→ **Data to process**
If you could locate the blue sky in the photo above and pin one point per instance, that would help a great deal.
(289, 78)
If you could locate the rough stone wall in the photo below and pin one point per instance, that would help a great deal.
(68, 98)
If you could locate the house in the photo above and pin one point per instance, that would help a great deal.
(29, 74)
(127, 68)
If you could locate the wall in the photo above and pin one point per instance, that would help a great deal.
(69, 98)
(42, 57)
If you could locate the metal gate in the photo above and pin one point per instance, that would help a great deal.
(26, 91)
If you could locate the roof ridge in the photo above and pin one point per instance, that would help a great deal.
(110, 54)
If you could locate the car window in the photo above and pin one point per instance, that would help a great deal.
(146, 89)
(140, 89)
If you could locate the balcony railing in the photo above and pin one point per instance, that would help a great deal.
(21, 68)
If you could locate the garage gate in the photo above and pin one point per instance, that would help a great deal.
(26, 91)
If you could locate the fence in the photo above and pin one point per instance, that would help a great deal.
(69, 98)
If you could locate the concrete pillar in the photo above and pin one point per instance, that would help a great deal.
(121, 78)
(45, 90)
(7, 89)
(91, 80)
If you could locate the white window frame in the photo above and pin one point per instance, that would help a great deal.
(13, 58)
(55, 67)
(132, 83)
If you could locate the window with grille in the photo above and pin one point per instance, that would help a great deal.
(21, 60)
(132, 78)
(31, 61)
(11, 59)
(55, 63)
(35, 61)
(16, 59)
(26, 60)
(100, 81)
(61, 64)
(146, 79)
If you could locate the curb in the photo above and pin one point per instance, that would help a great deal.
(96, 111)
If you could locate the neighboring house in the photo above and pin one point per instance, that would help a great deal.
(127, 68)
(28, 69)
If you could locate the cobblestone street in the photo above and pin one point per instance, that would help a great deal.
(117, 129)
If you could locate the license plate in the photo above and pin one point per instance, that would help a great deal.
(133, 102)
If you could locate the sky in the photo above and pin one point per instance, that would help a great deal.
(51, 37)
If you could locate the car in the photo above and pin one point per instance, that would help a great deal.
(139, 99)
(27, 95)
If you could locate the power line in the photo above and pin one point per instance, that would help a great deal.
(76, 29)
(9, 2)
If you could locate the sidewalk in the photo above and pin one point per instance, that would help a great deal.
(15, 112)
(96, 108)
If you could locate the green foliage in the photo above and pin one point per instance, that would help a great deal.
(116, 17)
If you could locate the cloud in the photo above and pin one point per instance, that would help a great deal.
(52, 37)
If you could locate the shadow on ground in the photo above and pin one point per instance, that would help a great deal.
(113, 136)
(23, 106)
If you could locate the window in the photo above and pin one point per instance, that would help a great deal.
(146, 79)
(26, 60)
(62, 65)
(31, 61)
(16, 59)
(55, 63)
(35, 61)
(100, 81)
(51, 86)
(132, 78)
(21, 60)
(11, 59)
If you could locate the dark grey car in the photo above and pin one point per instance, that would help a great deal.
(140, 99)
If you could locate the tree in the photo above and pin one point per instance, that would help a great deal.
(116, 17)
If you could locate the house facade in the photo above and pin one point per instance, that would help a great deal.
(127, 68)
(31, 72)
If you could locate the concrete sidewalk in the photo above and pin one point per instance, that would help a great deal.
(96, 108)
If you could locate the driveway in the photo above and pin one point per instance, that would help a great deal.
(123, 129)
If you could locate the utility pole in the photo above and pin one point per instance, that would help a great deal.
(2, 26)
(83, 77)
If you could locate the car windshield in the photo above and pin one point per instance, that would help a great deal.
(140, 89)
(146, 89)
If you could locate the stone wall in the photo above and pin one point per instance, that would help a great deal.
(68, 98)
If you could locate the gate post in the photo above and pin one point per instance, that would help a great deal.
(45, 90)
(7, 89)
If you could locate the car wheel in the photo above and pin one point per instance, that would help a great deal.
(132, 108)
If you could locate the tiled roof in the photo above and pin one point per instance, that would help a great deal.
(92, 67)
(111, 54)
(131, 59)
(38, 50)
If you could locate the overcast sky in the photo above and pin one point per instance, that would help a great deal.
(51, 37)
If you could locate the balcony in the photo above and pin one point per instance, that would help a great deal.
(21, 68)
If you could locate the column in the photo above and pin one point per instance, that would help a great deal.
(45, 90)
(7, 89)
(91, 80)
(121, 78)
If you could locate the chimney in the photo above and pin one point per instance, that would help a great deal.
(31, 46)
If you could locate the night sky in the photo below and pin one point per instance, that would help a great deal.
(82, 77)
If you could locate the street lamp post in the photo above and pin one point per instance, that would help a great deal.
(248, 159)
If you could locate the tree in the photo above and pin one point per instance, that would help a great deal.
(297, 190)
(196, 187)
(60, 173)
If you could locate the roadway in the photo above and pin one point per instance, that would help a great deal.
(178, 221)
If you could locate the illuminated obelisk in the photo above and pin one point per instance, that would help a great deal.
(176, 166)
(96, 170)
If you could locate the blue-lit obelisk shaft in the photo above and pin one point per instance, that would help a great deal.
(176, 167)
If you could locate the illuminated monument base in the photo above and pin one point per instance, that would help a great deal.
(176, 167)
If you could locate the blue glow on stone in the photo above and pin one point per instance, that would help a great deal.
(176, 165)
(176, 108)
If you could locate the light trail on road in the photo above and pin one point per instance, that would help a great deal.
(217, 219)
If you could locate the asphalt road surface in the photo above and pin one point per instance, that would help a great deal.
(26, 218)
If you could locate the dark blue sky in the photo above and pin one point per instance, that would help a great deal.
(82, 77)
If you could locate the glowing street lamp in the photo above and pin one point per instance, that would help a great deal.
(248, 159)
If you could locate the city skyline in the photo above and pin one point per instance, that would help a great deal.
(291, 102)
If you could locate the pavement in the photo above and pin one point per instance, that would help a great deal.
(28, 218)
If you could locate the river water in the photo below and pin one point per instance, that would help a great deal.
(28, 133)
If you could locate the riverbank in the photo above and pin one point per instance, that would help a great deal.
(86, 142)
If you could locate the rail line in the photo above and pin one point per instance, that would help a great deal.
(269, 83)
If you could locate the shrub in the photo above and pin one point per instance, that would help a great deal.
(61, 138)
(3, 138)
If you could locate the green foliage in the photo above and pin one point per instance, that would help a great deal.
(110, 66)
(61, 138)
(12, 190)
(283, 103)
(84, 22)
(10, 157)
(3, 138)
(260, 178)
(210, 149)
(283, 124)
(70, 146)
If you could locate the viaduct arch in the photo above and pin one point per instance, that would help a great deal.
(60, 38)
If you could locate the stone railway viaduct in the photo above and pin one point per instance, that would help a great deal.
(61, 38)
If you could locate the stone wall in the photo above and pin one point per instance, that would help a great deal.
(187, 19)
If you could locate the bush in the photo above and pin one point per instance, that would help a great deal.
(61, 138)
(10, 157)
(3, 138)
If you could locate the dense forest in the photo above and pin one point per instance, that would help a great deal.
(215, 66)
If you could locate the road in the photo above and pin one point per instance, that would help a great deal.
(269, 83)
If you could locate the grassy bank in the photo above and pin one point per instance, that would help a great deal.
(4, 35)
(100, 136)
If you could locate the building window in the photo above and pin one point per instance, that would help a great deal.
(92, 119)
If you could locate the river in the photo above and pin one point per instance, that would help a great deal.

→ **Assignment**
Print the complete listing again, exactly as it stands.

→ **Output**
If you could locate the blue sky in the photo above and pin one point per instance, that would help a great deal.
(289, 78)
If you could locate the rough stone wall in the photo below and pin one point per instance, that would help a great deal.
(68, 98)
If you could locate the house in the photo above and pin one point per instance, that would help a great deal.
(29, 74)
(127, 68)
If you could locate the wall in the photo above and pin one point per instance, that would help a great deal.
(69, 98)
(42, 57)
If you could locate the metal gate in the photo above and pin one point per instance, that would help a great deal.
(26, 91)
If you could locate the roof ridge in the photo above and pin one point per instance, that would help a great deal.
(110, 54)
If you could locate the car window in the photo above and pin one point per instance, that would help a great deal.
(146, 89)
(140, 89)
If you could locate the balcony railing in the photo above and pin one point per instance, that would help a great deal.
(21, 68)
If you could locate the garage gate in the photo above and pin one point per instance, that would help a great deal.
(26, 91)
If you could locate the fence in the photo above and pin one point per instance, that would help a great deal.
(69, 98)
If you could locate the concrete pillar in the photo above and pin one point per instance, that would help a great deal.
(121, 78)
(45, 90)
(7, 89)
(91, 80)
If you could locate the white window frame in the photo above and pin one point per instance, that would help a great deal.
(13, 58)
(55, 67)
(132, 83)
If you could locate the window with grille in the photo above and pin one point per instance, that would help a great deal.
(21, 60)
(132, 78)
(31, 61)
(11, 59)
(55, 63)
(35, 61)
(16, 59)
(26, 60)
(100, 81)
(61, 64)
(146, 79)
If you could locate the curb in the photo above and pin one point per instance, that would help a great deal.
(96, 111)
If you could locate the neighboring house in the photo above and pin one point per instance, that would help a great deal.
(127, 68)
(28, 69)
If you could locate the cobblestone street in the photo above and pin one point per instance, that would help a great deal.
(117, 129)
If you could locate the license plate in the photo above and pin one point per instance, that would help a great deal.
(133, 102)
If you could locate the sky in the photo above and pin one point per instance, that would help a great deal.
(51, 37)
If you could locate the car in the photo above and pin one point per instance, that would help a great deal.
(139, 99)
(27, 95)
If you could locate the power line in the photo above and pin one point per instance, that would help a great deal.
(76, 29)
(9, 2)
If you could locate the sidewalk in the photo above and pin one point per instance, that would help a great deal.
(15, 112)
(96, 108)
If you could locate the green foliage in the photo above and pin one point per instance, that would help a great deal.
(116, 17)
If you could locate the cloud in the photo above and pin one point per instance, that would help a great deal.
(52, 37)
If you could locate the shadow on ground in the photo above and pin one point per instance, that would help a great deal.
(113, 136)
(23, 106)
If you could locate the window in the photo above and pin one point per instance, that would help a great deal.
(146, 79)
(26, 60)
(62, 65)
(31, 61)
(16, 59)
(55, 63)
(35, 61)
(100, 81)
(51, 86)
(132, 78)
(21, 60)
(11, 59)
If you could locate the dark grey car in the photo above and pin one point per instance, that would help a great deal.
(140, 99)
If you could locate the tree in the photo above and pin one point per instance, that would help a great deal.
(116, 17)
If you could locate the house facade in the photo above and pin one point per instance, that would help a great deal.
(127, 68)
(31, 72)
If you could locate the concrete sidewalk in the photo above and pin one point per instance, that would help a great deal.
(96, 108)
If you could locate the driveway in the photo above and pin one point per instance, that would help a great deal.
(123, 129)
If you could locate the utility pole in the photo above and pin one point per instance, that would help a great deal.
(2, 26)
(83, 77)
If you could locate the car windshield in the photo above and pin one point per instance, that would help a great deal.
(140, 89)
(146, 89)
If you could locate the stone wall in the photo above and pin one point per instance, that would help a great deal.
(68, 98)
If you could locate the gate post in the photo above and pin one point per instance, that would help a great deal.
(45, 90)
(7, 89)
If you could locate the car wheel in the photo above and pin one point per instance, that would help a great deal.
(132, 108)
If you could locate the tiled roof in the photo above and pin one point per instance, that would help a great deal.
(92, 67)
(111, 54)
(131, 59)
(38, 50)
If you could locate the overcast sky in the photo above and pin one point per instance, that would help a great deal.
(51, 37)
If you could locate the balcony in the photo above and pin one point per instance, that would help a great deal.
(21, 68)
If you could locate the column in the photo above and pin one point per instance, that would help a great deal.
(45, 90)
(7, 89)
(91, 80)
(121, 78)
If you could locate the chimney in the photo above and pin one point per instance, that would help a great deal.
(31, 46)
If you could locate the night sky in the photo below and pin one point per instance, that would help a great deal.
(82, 77)
If you could locate the street lamp post in the photo above and pin one point per instance, that would help a great deal.
(248, 159)
If you could locate the tree in the photo above and pin one point per instance, that would help a great deal.
(297, 190)
(196, 187)
(60, 173)
If you could locate the roadway in the photo above and pin one point per instance, that would help a great deal.
(178, 221)
If you could locate the illuminated obelisk in the photo above and pin one point per instance, that would help a great deal.
(176, 166)
(96, 170)
If you could locate the blue-lit obelisk shaft in the photo above and pin one point per instance, that would help a great deal.
(176, 167)
If you could locate the illuminated monument base in the photo above and pin one point per instance, that would help a great deal.
(176, 167)
If you could locate the blue glow on stone in the photo above and pin one point per instance, that would help a great deal.
(176, 165)
(176, 108)
If you could locate the light trail on road in the photo above and pin one point per instance, that would help a great deal.
(217, 219)
If you could locate the asphalt road surface in the photo above and pin one point per instance, that would help a great deal.
(26, 218)
If you could locate the dark blue sky in the photo above and pin one point per instance, that would help a great deal.
(82, 77)
If you could locate the glowing street lamp in the photo above and pin one point per instance, that would help a great deal.
(248, 159)
If you could locate the city skyline in the photo above and pin one point per instance, that would help a great deal.
(291, 102)
If you could locate the pavement in the photo above and pin one point per instance, that would help a great deal.
(28, 218)
If you could locate the river water in the photo below and pin one point per instance, that would help a great deal.
(28, 133)
If you could locate the riverbank in the photo above and pin one point per instance, that would help a great deal.
(86, 142)
If you could locate the rail line in the photo above and pin one point per instance, that would help a great deal.
(269, 83)
If you could locate the shrub in the photo above and pin one point per instance, that would help a great deal.
(61, 138)
(3, 138)
If you could locate the green foliage in the photo above and pin one point per instance, that would help a great deal.
(110, 66)
(61, 138)
(12, 190)
(283, 103)
(84, 22)
(10, 157)
(3, 138)
(260, 178)
(210, 149)
(283, 124)
(70, 146)
If you could locate the viaduct arch in the photo above and pin one point per instance, that would help a great deal.
(60, 38)
If you could locate the stone railway viaduct in the photo above and pin one point per instance, that would help a great deal.
(61, 38)
If you could locate the stone wall in the photo above and pin one point per instance, that would help a great deal.
(187, 19)
If you could locate the bush in the photo above and pin one point per instance, that would help a great deal.
(61, 138)
(10, 157)
(3, 138)
If you could locate the dense forest in the photo above and pin one point per instance, that would help a great deal.
(215, 66)
If you could locate the road in the photo above and pin one point per instance, that would help a great deal.
(269, 83)
If you could locate the grassy bank in the photo above and pin one point per instance, that would help a great deal.
(4, 35)
(100, 136)
If you could locate the building window in the photo above and pin one point per instance, that would help a great deal.
(92, 119)
If you could locate the river in the photo above and pin one point per instance, that would help a great deal.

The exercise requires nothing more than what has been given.